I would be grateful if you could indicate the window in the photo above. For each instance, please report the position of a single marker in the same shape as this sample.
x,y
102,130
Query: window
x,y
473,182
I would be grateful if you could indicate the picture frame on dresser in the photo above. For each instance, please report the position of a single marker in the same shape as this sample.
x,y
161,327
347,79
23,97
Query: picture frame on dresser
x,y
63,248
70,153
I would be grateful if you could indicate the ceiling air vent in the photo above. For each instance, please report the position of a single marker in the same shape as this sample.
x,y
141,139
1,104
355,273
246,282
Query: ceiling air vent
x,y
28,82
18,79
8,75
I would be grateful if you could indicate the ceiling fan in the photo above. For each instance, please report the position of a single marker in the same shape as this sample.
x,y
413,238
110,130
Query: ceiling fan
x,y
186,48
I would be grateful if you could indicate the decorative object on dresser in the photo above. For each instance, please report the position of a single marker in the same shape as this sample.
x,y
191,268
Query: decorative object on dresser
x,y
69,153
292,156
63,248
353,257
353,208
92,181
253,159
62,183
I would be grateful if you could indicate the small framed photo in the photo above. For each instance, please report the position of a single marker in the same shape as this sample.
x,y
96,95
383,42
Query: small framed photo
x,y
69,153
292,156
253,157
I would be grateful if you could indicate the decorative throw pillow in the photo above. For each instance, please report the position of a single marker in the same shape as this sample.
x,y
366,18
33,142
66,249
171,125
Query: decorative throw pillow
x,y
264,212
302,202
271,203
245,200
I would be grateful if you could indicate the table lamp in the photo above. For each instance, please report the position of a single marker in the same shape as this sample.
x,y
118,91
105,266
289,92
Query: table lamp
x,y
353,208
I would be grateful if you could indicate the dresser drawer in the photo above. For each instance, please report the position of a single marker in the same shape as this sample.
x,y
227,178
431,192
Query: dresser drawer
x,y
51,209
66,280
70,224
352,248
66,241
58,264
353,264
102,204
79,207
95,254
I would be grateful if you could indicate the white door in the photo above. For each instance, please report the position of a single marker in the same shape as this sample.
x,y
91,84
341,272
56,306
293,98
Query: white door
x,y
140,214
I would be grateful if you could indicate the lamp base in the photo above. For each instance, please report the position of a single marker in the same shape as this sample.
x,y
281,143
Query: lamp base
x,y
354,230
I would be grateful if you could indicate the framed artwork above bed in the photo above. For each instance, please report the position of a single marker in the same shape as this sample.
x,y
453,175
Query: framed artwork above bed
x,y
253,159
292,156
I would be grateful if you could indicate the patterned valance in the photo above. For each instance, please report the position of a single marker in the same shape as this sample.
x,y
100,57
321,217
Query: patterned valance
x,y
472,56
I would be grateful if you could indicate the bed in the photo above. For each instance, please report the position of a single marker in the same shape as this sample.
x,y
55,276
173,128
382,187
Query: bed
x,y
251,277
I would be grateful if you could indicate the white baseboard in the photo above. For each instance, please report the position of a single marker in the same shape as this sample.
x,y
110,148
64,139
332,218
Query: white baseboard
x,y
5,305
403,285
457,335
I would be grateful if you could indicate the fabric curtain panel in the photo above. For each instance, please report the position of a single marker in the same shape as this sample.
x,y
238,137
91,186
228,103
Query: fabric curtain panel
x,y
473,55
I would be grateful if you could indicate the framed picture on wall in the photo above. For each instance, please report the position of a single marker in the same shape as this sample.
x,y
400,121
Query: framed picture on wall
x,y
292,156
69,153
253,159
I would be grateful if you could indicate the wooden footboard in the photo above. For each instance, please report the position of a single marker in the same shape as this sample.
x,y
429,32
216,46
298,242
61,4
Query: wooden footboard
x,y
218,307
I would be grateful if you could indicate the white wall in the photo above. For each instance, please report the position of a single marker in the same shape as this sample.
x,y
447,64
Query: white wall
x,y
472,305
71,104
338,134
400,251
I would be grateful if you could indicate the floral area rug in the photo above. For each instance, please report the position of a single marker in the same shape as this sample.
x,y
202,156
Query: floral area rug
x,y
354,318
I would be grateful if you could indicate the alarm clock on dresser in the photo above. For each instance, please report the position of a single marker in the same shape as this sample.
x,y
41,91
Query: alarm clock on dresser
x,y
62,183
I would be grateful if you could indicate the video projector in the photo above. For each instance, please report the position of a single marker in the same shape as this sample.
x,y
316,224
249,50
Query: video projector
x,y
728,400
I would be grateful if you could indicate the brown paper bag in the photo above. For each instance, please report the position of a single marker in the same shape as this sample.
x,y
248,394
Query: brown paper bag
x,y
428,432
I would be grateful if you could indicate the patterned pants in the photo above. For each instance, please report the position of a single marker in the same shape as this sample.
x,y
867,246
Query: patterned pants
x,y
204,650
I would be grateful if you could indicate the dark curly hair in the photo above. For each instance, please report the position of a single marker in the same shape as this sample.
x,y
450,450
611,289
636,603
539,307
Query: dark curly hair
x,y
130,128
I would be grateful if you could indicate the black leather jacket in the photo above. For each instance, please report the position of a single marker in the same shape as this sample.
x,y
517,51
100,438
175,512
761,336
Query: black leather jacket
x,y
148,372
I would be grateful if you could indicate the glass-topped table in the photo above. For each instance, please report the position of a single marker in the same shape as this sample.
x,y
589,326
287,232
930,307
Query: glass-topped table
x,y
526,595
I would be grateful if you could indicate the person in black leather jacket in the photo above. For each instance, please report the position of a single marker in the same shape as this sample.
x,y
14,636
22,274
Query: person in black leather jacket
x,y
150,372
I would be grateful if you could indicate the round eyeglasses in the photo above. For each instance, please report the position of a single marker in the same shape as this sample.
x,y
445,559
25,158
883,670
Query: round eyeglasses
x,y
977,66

**TASK STATEMENT**
Go through the material above line by line and copy it exactly.

**ANSWER IN FULL**
I would be grateful if you could indicate the window in the photo above. For each instance, please report the position of a single marker in the same shape as this sample.
x,y
102,130
Query: window
x,y
473,182
I would be grateful if you could indicate the picture frame on dresser in the photo above. For each instance, please report the position of a single marker in the same shape as this sample.
x,y
161,327
347,79
23,97
Query: picture frame on dresser
x,y
63,248
70,153
I would be grateful if you could indicate the ceiling air vent in the photo above. For each instance, please report the position of a single marker in the same shape as this sample.
x,y
141,139
1,104
355,273
246,282
Query: ceiling air vent
x,y
28,82
18,79
8,75
I would be grateful if you could indicate the ceiling fan in the photo above. For each instance, please report the position of a single marker in the same shape as this sample.
x,y
413,238
110,130
Query: ceiling fan
x,y
186,48
I would be grateful if you could indicate the decorative object on dresser in the photo above. For each instance, please report the position of a single marker in the same shape as this sample.
x,y
191,268
Query: decorative object on dresser
x,y
69,153
292,156
63,248
353,257
353,208
92,181
253,159
62,183
I would be grateful if you could indicate the small framed photo in the photo above. For each instance, please report the position of a single marker in the same shape as this sample.
x,y
96,95
383,42
Query: small framed photo
x,y
69,153
292,156
253,157
I would be grateful if you could indicate the decorative throw pillow in the photo above. For each instance, please report the position of a single marker in the same shape as this sample.
x,y
366,18
33,142
66,249
171,125
Query: decorative throw pillow
x,y
264,212
302,202
271,203
245,200
I would be grateful if you could indicate the table lamp in the photo above. For each instance, please report the position of a single marker in the same shape as this sample.
x,y
118,91
105,266
289,92
Query: table lamp
x,y
353,208
I would be grateful if you could indicate the dresser drawer in the photo above. For each instance, please report the position of a single marker in the same shape as this sample.
x,y
227,178
431,192
Query: dresser drawer
x,y
51,209
66,280
70,224
352,248
66,241
58,264
353,264
102,204
79,207
95,254
I would be grateful if you could indicate the white door in the photo above. For each instance, please report the position of a single marker in the same shape as this sample.
x,y
91,84
341,272
56,306
293,98
Query: white door
x,y
140,214
I would be grateful if you could indicate the lamp base in the photo above. For each instance, please report the position of a single marker in the same shape as this sample.
x,y
281,143
Query: lamp base
x,y
354,230
I would be grateful if you could indicate the framed artwork above bed in the photo above. For each instance, please report the position of a single marker in the same shape as this sample.
x,y
453,175
Query: framed artwork above bed
x,y
253,159
292,156
I would be grateful if you could indicate the patterned valance in the photo above. For each instance, please report the position of a single marker in the same shape as this sample.
x,y
100,57
321,217
Query: patterned valance
x,y
472,56
I would be grateful if you could indicate the bed in the photo above. For each instance, please report the position of a single marker in the same shape as this sample.
x,y
55,276
173,128
382,187
Query: bed
x,y
251,277
I would be grateful if you could indicate the white baseboard in the photo above. For each instance, please report the position of a single marker in the same shape as this sample.
x,y
110,148
64,139
332,218
Query: white baseboard
x,y
5,305
403,285
457,335
I would be grateful if you could indicate the fabric curtain panel in the photo above. For each instance, please report the position of a single marker in the same shape as this sample.
x,y
238,137
91,186
228,103
Query: fabric curtain panel
x,y
473,55
I would be grateful if you could indicate the framed picture on wall in the photo above. For each instance, please report the position of a single marker in the same shape as this sample.
x,y
400,121
Query: framed picture on wall
x,y
292,156
69,153
253,159
I would be grateful if you could indicate the wooden footboard in the photo above. For each instance, please report the position of a single marker in the same shape as this sample.
x,y
429,32
216,46
298,242
61,4
Query: wooden footboard
x,y
218,307
I would be grateful if you could indicate the white wall in the photo above. For each instance, please report the position of a single marker in the same shape as this sample.
x,y
447,64
Query: white wall
x,y
472,305
71,104
338,134
400,251
I would be grateful if you could indicate the floral area rug in the photo above. For each instance, please report the position of a single marker in the same shape as this sample.
x,y
202,156
Query: floral area rug
x,y
354,318
I would be grateful if you could indicate the alarm clock on dresser in the photo above. For each instance, please report the position of a single marker in the same shape as this sample.
x,y
41,91
Query: alarm clock on dresser
x,y
62,183
I would be grateful if you could indicate the video projector in the photo above. For each instance, please report the position of a single marker in the same shape as this sample.
x,y
316,224
249,50
Query: video projector
x,y
728,400
I would be grateful if you could indicate the brown paper bag in the photo above. For each instance, please report the position of a single marker in the same shape as this sample.
x,y
248,394
Query: brown paper bag
x,y
428,432
I would be grateful if you could indicate the patterned pants in the photo above. For each instance, please report the position of a single marker in the same shape as this sample.
x,y
867,246
Query: patterned pants
x,y
204,650
I would be grateful if you could indicate the dark curly hair in the photo above. For each instance, please report the position of a single marker in the same shape as this sample.
x,y
450,450
611,289
636,603
539,307
Query: dark curly hair
x,y
130,128
I would be grateful if you could indicate the black leather jacket in the photo above. For each instance, please report the position of a single marker in the same shape as this sample.
x,y
517,51
100,438
175,512
761,336
Query: black leather jacket
x,y
148,372
I would be grateful if you could indicate the glass-topped table in the photo above. For each instance, please report the position of a single marker in the same shape as this sample.
x,y
589,326
287,232
930,307
Query: glass-topped table
x,y
526,595
I would be grateful if you could indicate the person in black leather jacket in the photo above. For each instance, please report the position of a single marker in the same shape as this sample.
x,y
14,636
22,274
Query: person in black leather jacket
x,y
150,372
I would be grateful if you could indicate the round eyeglasses in the photo above. For each instance, please report the position of a single marker in the same shape as this sample.
x,y
445,559
25,158
883,670
Query: round eyeglasses
x,y
977,66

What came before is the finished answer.